> _Objective_
Quote every line of the material beneath this one.

Stored records
◆ ◆ ◆ ◆ ◆ ◆ ◆

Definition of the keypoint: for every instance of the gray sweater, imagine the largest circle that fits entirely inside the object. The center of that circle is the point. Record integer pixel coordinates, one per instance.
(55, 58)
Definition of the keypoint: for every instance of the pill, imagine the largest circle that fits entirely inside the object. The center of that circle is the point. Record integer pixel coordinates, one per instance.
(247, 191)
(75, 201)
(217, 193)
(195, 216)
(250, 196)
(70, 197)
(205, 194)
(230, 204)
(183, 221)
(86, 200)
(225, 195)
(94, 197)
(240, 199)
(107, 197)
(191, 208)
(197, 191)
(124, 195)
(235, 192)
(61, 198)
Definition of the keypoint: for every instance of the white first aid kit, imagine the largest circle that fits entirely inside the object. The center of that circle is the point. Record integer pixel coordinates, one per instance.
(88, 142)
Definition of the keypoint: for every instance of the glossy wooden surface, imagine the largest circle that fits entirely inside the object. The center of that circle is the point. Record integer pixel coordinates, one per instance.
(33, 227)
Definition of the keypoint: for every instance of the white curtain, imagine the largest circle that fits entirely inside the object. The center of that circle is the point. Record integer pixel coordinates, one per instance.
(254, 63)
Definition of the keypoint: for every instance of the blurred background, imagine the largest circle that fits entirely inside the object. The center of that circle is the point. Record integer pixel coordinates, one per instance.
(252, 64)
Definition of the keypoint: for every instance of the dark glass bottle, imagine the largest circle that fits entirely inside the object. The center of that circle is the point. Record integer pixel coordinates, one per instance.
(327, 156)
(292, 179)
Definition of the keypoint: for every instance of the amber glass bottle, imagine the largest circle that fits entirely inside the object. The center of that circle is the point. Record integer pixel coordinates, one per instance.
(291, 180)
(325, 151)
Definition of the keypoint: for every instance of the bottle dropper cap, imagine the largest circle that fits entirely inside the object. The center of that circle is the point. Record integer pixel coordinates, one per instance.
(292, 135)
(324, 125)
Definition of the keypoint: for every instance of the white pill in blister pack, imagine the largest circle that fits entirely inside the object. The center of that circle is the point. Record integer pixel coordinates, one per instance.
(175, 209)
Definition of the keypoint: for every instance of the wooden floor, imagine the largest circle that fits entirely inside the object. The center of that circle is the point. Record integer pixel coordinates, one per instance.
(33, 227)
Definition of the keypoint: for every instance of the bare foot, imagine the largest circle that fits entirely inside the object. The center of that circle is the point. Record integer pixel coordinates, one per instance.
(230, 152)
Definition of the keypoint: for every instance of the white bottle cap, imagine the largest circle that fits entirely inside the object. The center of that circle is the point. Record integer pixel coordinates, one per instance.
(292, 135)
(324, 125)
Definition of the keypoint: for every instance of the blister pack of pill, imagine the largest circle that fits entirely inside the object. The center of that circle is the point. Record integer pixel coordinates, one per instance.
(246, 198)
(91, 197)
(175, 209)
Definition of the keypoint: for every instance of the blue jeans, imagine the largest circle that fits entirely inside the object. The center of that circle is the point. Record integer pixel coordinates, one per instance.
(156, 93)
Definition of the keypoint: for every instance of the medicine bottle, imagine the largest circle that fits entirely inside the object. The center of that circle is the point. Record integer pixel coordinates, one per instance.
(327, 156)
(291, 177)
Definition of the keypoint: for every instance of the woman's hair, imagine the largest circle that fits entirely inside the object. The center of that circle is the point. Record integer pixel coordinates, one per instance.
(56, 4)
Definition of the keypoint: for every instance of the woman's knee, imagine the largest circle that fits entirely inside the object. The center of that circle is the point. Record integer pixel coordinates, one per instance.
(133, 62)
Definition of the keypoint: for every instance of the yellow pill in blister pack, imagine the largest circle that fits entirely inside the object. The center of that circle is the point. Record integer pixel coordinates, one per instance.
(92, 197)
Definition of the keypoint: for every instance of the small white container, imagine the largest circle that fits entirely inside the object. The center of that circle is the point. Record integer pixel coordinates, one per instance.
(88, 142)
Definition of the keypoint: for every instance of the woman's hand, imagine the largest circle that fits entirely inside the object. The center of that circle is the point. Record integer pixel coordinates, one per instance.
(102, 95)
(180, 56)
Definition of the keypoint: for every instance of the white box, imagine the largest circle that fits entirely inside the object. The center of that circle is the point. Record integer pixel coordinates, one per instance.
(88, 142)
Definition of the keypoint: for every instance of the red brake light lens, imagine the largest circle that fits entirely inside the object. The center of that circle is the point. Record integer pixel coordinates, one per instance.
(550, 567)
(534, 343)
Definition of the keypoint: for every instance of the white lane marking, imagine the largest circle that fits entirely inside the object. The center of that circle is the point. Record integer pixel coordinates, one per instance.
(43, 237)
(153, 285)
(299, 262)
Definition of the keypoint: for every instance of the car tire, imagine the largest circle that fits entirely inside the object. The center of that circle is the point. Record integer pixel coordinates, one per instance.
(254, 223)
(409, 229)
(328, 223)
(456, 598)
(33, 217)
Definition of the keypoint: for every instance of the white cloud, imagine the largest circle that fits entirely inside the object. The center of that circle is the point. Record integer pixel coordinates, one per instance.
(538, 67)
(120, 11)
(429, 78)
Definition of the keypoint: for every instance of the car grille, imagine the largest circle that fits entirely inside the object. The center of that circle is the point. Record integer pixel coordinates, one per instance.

◆ ◆ ◆ ◆ ◆ ◆ ◆

> _Expected answer_
Definition of the keypoint: for every instance of the gray sweater, imagine the largest circle that fits entirely inside the object. The center of that circle is the point. Record integer pixel coordinates, one per instance.
(55, 58)
Definition of the keypoint: for every instance of the pill, imagine the largest circle that fits entirely inside the object. The center of that circle is the point. Record integer pixel coordinates, one per instance.
(247, 191)
(75, 201)
(217, 193)
(195, 216)
(250, 196)
(70, 197)
(205, 194)
(230, 204)
(183, 221)
(86, 200)
(225, 195)
(94, 197)
(240, 199)
(107, 197)
(191, 208)
(197, 191)
(124, 195)
(235, 192)
(61, 198)
Definition of the keypoint: for every instance of the white first aid kit, imagine the largest circle that fits entirely inside the object. The center of that circle is the point. Record integer pixel coordinates, one per instance.
(88, 142)
Definition of the keypoint: for every instance of the glossy wooden surface, imagine the largest circle that fits entirely inside the object. The center of that circle is the point. Record integer pixel coordinates, one per instance.
(33, 227)
Definition of the keypoint: for every instance of the white curtain, imagine the largest circle that fits entirely inside the object. The center of that circle is the point. Record integer pixel coordinates, one per instance.
(254, 63)
Definition of the keypoint: for every instance of the blurred background, imagine the largest circle that fits entirely inside the object. The center of that circle is the point. Record integer pixel coordinates, one per instance.
(252, 64)
Definition of the keypoint: for every instance of the dark glass bottle, imagine the largest circle that fits entirely inside the object. The center of that circle is the point. Record integer pixel coordinates, one per instance.
(327, 156)
(292, 179)
Definition of the keypoint: for every instance of the amber glass bottle, imagine the largest circle that fits entirely inside the object. The center of that circle is the point. Record integer pixel coordinates, one per instance.
(291, 180)
(325, 151)
Definition of the keypoint: for every instance of the bottle dropper cap, imagine the largest circle that fits entirely inside the object. The center of that circle is the point. Record integer pixel coordinates, one per instance.
(292, 135)
(324, 125)
Definition of the keypoint: for every instance of the white pill in blister pack, imagine the largest circle that fits entirely inside the object. The center of that circle is the point. Record integer pixel coordinates, one per instance.
(175, 209)
Definition of the keypoint: for every instance of the wooden floor, imagine the largest circle that fits entirely inside the object. The center of that circle is the point. Record integer pixel coordinates, one per instance.
(33, 227)
Definition of the keypoint: for every instance of the bare foot, imagine the largest circle that fits entirely inside the object. The center of that circle is the point. Record integer pixel coordinates, one per instance.
(230, 152)
Definition of the keypoint: for every instance of the white bottle cap, imagine the largest circle that fits entirely inside the object. The center of that circle is the point. Record integer pixel coordinates, one per instance.
(292, 135)
(324, 125)
Definition of the keypoint: for every instance of the blister pack of pill, imagine the largest circle that fits entirely inside the object. The center of that circle is the point. Record integer pixel coordinates, one per instance.
(246, 198)
(91, 197)
(175, 209)
Definition of the keypoint: for every instance of the blue jeans, imagine the largest circle that fits entirely inside the object. The center of that circle is the point. Record integer pixel coordinates, one per instance.
(156, 93)
Definition of the keypoint: for every instance of the medicine bottle, imagine the largest circle that fits entirely inside the object. The center of that circle is the point. Record integer pixel coordinates, one per instance.
(327, 156)
(291, 177)
Definition of the keypoint: for every instance of the woman's hair, imagine the largest circle that fits entirely inside the object. The center of that circle is the point. Record integer pixel coordinates, one per instance.
(56, 4)
Definition of the keypoint: for every instance of the woman's knee, imagine the largest circle that fits entirely inside the object. The center of that circle is the point. Record integer pixel coordinates, one per instance.
(133, 62)
Definition of the keypoint: for every instance of the yellow pill in blister pack, imagine the largest circle that fits entirely inside the object. The center of that circle is the point. Record integer pixel coordinates, one per instance.
(92, 197)
Definition of the keypoint: for every instance of the small white container, imagine the largest circle that fits entirely inside the object. The center of that circle is the point. Record integer pixel coordinates, one per instance.
(88, 142)
Definition of the keypoint: for every instance of the woman's hand, imagine the largest circle that fits entirely inside the object. The center of that circle is the point. Record integer pixel coordinates, one per instance.
(102, 95)
(180, 56)
Definition of the keypoint: for every instance of the white box, imagine the largest circle that fits entirely inside the object. The center of that circle is the point. Record integer pixel coordinates, one per instance.
(88, 142)
Definition of the keypoint: for every instance of the red brake light lens, imagine the largest circle that fits entirely inside the object. The center of that circle is the point. Record integer pixel coordinates, one per instance.
(550, 567)
(534, 343)
Definition of the keypoint: for every instance of the white lane marking, imagine the largest circle that fits entirely inside the object. The center of that circle is the point. Record integer pixel coordinates, one per instance.
(43, 237)
(153, 285)
(299, 262)
Definition of the keypoint: for every instance of the car tire, imagine the largest circle that fits entirely inside the object. The center of that circle is the point. Record integer pixel coordinates, one per instance.
(254, 223)
(409, 229)
(328, 223)
(456, 598)
(33, 217)
Definition of the keypoint: for every instance of the white cloud, imagine the largest circle that fits entirely inside the object. The center of that circle is the point. Record integer pixel coordinates, one per instance.
(538, 67)
(120, 11)
(429, 78)
Definition of the keypoint: for every instance of the car grille, imagine the largest circle that fits entirely inside the object. The center of that circle is the point. Record integer pixel coordinates, one per instance.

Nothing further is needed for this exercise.